Records for the exercise below:

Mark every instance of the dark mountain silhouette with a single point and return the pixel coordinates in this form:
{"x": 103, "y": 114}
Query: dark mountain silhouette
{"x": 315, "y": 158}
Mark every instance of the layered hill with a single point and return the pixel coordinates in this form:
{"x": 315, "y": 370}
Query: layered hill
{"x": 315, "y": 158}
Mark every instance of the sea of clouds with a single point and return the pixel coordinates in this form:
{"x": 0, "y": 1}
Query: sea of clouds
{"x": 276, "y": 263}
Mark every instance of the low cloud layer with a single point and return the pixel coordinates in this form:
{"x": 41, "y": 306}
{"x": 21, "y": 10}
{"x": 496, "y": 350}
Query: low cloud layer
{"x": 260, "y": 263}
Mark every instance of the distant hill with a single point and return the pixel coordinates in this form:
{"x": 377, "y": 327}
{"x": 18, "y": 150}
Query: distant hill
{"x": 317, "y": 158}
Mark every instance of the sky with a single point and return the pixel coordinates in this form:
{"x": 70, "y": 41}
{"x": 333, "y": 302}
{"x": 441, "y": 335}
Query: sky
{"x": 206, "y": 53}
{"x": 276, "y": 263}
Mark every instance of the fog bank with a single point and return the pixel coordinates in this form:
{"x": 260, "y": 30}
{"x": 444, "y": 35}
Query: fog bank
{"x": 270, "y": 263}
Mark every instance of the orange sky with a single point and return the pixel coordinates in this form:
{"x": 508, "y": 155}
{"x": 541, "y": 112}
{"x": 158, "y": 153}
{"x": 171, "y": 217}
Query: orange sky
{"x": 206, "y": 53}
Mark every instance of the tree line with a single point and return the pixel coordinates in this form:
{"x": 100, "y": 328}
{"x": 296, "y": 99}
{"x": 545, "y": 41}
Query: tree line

End of Records for the exercise.

◆ **Assigned task**:
Search the records for the string "this" and report each line that has it.

◆ **Response area**:
Mark every instance of the dark mountain silhouette with a single point and return the pixel coordinates in this form:
Mark every instance of the layered hill with a single point and return the pixel coordinates in this form:
Mark every instance of the sea of clouds with a single point and return the pixel coordinates in this form:
Mark every instance of the low cloud layer with a single point and return the pixel coordinates in this form:
Mark every instance of the distant hill with a single point and return the pixel coordinates in this form:
Mark every instance of the sky with a single point and return the pixel coordinates in this form:
Mark every instance of the fog bank with a single point and return the pixel coordinates in this form:
Mark every instance of the orange sky with a single point and return the pixel coordinates in this form:
Mark every instance of the tree line with a single point and return the pixel coordinates in this form:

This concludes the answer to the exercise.